**Problem details:**
Print the listing below line for line, changing nothing and keeping every line in its original order.

**Provided information:**

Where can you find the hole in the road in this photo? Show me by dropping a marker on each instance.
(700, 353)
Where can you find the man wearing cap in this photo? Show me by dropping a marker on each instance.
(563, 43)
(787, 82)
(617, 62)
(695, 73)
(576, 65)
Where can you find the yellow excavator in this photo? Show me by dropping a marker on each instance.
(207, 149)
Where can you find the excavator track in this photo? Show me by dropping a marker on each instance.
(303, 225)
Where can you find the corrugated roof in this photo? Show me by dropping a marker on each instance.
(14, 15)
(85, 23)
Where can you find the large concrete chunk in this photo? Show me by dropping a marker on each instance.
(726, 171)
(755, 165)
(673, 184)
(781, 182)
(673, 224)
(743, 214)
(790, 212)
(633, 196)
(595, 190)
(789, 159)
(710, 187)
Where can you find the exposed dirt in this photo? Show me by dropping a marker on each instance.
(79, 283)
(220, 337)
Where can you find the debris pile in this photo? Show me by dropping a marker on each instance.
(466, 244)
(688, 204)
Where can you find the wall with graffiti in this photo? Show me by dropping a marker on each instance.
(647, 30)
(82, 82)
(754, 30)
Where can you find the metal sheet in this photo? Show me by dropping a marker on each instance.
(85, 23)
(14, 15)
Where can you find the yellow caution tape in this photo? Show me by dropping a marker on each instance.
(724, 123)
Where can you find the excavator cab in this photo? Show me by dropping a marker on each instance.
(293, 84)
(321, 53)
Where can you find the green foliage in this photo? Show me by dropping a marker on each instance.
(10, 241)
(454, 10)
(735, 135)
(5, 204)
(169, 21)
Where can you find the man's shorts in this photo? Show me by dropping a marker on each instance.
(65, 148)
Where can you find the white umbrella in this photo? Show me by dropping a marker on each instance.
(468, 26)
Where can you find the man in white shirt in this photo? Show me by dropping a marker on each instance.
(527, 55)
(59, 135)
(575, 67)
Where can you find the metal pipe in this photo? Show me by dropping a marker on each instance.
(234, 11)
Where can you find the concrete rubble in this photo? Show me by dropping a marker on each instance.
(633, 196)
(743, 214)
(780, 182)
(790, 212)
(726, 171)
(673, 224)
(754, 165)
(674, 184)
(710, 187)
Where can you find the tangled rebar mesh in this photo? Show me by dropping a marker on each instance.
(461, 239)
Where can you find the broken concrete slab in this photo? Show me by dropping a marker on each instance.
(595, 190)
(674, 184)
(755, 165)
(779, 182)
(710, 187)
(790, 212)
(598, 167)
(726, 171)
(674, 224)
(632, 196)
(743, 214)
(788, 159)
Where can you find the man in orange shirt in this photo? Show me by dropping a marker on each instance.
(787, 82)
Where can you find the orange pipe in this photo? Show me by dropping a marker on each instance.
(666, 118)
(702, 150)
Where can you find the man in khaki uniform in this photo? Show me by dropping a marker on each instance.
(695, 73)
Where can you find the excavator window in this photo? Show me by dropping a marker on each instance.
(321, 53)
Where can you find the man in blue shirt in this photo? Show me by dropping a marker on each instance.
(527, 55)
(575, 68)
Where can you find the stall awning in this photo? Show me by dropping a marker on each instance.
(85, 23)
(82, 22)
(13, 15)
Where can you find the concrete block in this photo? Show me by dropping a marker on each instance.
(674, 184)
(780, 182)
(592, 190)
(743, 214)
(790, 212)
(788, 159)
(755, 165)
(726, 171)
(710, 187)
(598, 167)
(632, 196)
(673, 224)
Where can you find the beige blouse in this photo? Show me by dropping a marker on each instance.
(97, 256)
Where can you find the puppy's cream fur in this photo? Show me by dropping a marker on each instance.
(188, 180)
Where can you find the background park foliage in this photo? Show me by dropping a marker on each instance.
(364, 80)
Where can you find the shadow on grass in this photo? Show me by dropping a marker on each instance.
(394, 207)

**Task response:**
Where can you find the hole in the road in this photo? Show me by dropping a marker on each instance.
(700, 353)
Where can you find the man wearing cap in this photo? Show me by dropping a marker on each instance.
(563, 43)
(787, 82)
(617, 62)
(695, 73)
(576, 65)
Where can you find the yellow excavator in this photo? Show me by dropping a marker on each instance.
(207, 149)
Where can you find the excavator track in this photo? Show me by dropping a marker on each instance.
(303, 225)
Where can you find the corrugated roof in this photo? Show me by dropping a marker on each instance.
(14, 15)
(85, 23)
Where can you find the large concrete chunk in this photo? Show me by dropping a marker on each instance.
(726, 171)
(755, 165)
(673, 184)
(781, 182)
(673, 224)
(743, 214)
(790, 212)
(633, 196)
(595, 190)
(789, 159)
(710, 187)
Where can you find the exposed dirt in this photo? Show me by dropping a marker on each instance.
(79, 283)
(220, 337)
Where can you find the debris pile in this photo? Show me by dropping a marker on each instance.
(466, 244)
(688, 204)
Where can you find the wall with graffiti in this photo? Show me by dropping a marker on each instance.
(647, 30)
(82, 82)
(754, 30)
Where can you find the metal sheet in this photo? Show me by dropping a marker on each instance.
(85, 23)
(14, 15)
Where can you find the yellow caution tape in this photo? Show me by dropping a marker on each instance.
(724, 123)
Where can you find the excavator cab in this photo? Show me by dropping a marker on each instance.
(293, 84)
(321, 53)
Where can you find the green foliage in this photo? Show me by dropping a marker on each instance.
(10, 241)
(454, 10)
(735, 135)
(5, 204)
(169, 21)
Where can you find the man's shorts in this photo? Show me by dropping a marker on each instance.
(65, 148)
Where can you find the white umbrella in this photo? Show me by dropping a marker on each instance.
(468, 26)
Where can you find the man in white shirt in this photo? Show me by dropping a marker on each instance.
(527, 55)
(59, 135)
(575, 67)
Where can you find the metal pipe in this photo? Show me by dropping a marker on each instance.
(234, 11)
Where can you find the concrete rubble in this photo? Show me by dropping a marker on each instance.
(633, 196)
(743, 214)
(780, 182)
(790, 212)
(726, 171)
(673, 224)
(754, 165)
(674, 184)
(710, 187)
Where can you find the tangled rebar mesh in this photo? Show me by dropping a marker on each instance.
(461, 239)
Where can you find the broken concrete slab in this photo? Show me by dropping a marker on each instance.
(595, 190)
(674, 184)
(755, 165)
(779, 182)
(710, 187)
(790, 212)
(598, 167)
(726, 171)
(674, 224)
(632, 196)
(743, 214)
(788, 159)
Where can you find the man in orange shirt in this photo? Show me by dropping a marker on each instance.
(787, 82)
Where can you find the orange pipe in this photo? Show me by dropping a marker on each instance.
(666, 118)
(702, 150)
Where can you find the man in khaki uniform in this photo? Show me by dropping a marker on each instance.
(695, 73)
Where can you find the excavator window in this photo? Show me by dropping a marker on each instance.
(321, 53)
Where can you find the man in blue shirt in this photo? Show me by dropping a marker on each instance.
(527, 55)
(575, 68)
Where can you find the stall awning in this photo? Show me by dropping a marker on each instance.
(85, 23)
(82, 22)
(13, 15)
Where can you find the concrete block in this photo? Show me by dropping a marker on each instance.
(674, 184)
(780, 182)
(592, 190)
(743, 214)
(790, 212)
(788, 159)
(755, 165)
(726, 171)
(710, 187)
(598, 167)
(632, 196)
(673, 224)
Where can you find the beige blouse in this photo? Show me by dropping a marker on each instance.
(97, 256)
Where can you find the puppy's cream fur in this photo? Show me by dropping a marker on each instance.
(188, 180)
Where can you find the background park foliage in this photo? Show me by dropping a marker on each instance.
(364, 80)
Where can you find the shadow on grass in this photo? Show me by dropping a marker on each instance.
(394, 207)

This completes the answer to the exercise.